■ **Instructions to follow**
Gather all lines in the entries that include the word "blue".

■ **Records**
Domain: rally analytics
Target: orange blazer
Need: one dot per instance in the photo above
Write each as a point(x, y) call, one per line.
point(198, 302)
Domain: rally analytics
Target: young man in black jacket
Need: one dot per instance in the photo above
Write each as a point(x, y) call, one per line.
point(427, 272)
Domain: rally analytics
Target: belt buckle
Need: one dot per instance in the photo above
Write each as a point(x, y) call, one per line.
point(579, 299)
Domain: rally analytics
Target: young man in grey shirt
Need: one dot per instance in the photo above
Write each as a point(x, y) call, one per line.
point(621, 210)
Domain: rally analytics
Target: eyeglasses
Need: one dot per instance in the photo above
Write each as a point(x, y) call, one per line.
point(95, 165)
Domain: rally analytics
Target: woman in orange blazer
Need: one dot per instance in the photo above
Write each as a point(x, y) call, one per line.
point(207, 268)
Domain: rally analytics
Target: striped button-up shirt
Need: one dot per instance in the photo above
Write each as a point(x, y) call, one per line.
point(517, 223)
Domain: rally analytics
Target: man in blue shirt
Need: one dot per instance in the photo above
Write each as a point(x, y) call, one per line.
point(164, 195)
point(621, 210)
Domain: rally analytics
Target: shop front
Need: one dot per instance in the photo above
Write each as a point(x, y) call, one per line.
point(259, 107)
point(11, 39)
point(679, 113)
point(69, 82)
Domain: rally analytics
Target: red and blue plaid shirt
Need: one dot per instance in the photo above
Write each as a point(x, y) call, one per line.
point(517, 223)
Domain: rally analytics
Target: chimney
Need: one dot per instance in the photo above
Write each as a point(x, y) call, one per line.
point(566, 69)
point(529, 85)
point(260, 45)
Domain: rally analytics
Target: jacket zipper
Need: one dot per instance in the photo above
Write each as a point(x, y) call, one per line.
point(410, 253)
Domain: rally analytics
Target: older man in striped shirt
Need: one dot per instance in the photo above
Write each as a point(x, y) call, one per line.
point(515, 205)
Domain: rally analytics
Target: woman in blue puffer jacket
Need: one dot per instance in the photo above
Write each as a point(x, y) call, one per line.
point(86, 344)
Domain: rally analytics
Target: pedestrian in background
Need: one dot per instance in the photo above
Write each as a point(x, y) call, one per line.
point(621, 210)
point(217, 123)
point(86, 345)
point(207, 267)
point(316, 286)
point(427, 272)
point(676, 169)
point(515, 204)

■ **Task result**
Target: man in blue shirt
Target: red and blue plaid shirt
Target: woman in blue puffer jacket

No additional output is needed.